EXERCISE TASK:
Lay out the records below as a Markdown table with the columns "Row" and "Line", one record line per row with its row number. Skip any blank lines, and include only the lines from the one containing "8 sign in the image above." through the end of the records.

TASK MATERIAL:
>>>
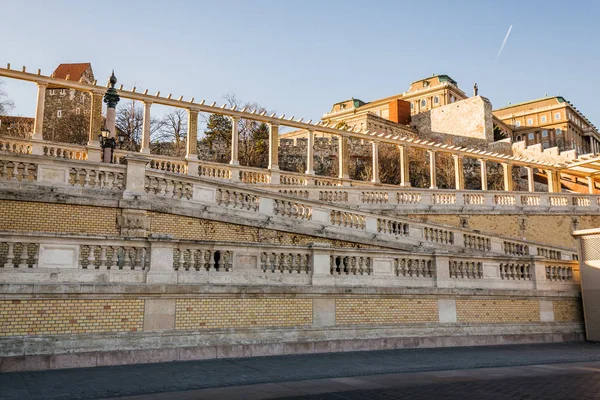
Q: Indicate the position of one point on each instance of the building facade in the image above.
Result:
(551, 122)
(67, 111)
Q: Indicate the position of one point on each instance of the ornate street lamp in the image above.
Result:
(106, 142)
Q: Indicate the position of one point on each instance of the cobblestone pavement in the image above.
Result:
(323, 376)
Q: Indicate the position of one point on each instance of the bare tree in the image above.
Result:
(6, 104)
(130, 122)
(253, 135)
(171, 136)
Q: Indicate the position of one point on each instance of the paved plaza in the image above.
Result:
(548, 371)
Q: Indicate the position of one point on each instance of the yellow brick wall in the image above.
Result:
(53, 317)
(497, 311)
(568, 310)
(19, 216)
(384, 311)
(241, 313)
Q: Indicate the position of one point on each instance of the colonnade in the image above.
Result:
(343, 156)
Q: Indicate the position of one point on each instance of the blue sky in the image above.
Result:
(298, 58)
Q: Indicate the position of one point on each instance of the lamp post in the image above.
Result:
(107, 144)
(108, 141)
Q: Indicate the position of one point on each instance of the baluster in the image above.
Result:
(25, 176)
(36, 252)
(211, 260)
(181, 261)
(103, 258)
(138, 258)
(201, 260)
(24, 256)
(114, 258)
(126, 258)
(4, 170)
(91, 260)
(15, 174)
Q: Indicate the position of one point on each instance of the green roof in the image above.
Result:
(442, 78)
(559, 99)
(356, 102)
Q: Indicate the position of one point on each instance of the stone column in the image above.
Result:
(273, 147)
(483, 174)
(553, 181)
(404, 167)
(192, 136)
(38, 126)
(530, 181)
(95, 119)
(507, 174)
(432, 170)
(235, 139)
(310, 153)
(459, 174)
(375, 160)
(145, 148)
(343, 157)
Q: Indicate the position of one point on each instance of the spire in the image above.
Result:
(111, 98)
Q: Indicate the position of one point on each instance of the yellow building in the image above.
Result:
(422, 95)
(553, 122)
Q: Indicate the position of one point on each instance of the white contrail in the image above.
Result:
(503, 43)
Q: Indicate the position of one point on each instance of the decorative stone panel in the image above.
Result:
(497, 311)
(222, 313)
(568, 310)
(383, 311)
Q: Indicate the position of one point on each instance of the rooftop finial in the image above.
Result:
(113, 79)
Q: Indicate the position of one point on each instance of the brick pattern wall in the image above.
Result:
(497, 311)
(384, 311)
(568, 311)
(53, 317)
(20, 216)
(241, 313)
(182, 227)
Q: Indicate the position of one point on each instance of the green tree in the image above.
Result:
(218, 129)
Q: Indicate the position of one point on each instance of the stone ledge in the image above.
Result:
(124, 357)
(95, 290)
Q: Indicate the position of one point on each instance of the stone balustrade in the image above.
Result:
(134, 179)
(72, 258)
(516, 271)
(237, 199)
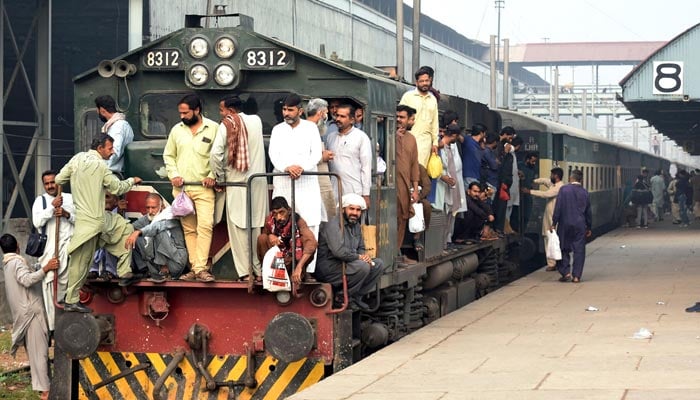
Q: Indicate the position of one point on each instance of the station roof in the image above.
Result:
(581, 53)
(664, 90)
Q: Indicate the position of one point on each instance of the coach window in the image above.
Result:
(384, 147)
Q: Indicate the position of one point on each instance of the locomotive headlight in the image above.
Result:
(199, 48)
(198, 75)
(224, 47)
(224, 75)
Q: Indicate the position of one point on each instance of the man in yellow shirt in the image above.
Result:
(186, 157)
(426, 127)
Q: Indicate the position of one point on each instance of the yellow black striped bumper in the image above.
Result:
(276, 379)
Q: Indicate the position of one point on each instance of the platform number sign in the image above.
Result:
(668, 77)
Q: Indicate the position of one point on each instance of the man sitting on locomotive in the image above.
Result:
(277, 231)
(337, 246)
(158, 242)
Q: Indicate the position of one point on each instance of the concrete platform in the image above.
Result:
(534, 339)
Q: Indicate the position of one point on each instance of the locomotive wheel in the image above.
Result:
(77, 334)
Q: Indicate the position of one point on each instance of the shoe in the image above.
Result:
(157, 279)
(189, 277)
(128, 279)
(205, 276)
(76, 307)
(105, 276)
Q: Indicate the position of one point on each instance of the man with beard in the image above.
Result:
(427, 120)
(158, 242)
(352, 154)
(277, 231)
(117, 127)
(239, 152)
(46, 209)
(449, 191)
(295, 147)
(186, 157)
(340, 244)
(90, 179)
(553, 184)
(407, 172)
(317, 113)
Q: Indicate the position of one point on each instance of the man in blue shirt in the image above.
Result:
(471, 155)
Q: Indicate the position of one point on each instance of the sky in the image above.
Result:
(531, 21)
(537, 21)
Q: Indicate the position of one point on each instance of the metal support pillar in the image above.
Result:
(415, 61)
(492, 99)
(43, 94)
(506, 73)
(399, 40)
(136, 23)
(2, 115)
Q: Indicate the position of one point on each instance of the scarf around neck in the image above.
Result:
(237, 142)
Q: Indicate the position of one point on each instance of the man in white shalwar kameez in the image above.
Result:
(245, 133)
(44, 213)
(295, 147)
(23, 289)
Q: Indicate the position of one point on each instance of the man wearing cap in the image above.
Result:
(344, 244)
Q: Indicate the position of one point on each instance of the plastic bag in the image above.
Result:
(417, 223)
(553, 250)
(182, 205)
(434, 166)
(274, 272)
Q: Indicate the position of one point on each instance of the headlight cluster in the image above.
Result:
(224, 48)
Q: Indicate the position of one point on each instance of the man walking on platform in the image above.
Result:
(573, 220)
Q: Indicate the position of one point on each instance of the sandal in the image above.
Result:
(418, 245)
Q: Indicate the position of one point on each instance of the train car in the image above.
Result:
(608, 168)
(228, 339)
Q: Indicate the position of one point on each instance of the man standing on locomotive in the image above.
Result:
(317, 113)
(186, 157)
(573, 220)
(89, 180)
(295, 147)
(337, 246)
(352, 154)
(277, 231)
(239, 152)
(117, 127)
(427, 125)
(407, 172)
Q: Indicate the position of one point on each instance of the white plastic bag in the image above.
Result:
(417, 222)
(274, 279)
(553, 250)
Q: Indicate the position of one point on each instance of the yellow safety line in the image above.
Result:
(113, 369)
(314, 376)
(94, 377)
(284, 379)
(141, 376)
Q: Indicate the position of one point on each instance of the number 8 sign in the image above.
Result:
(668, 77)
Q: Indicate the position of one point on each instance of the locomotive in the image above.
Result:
<<<
EXERCISE RESULT:
| Row | Line |
|---|---|
| 1 | Q: Indicate the position of one point on each instance of the number 8 sign in the image above. |
| 2 | Result: |
| 3 | (668, 77) |
| 4 | Q: Indicate the position of one point on each instance of the locomotive in the image above. |
| 5 | Result: |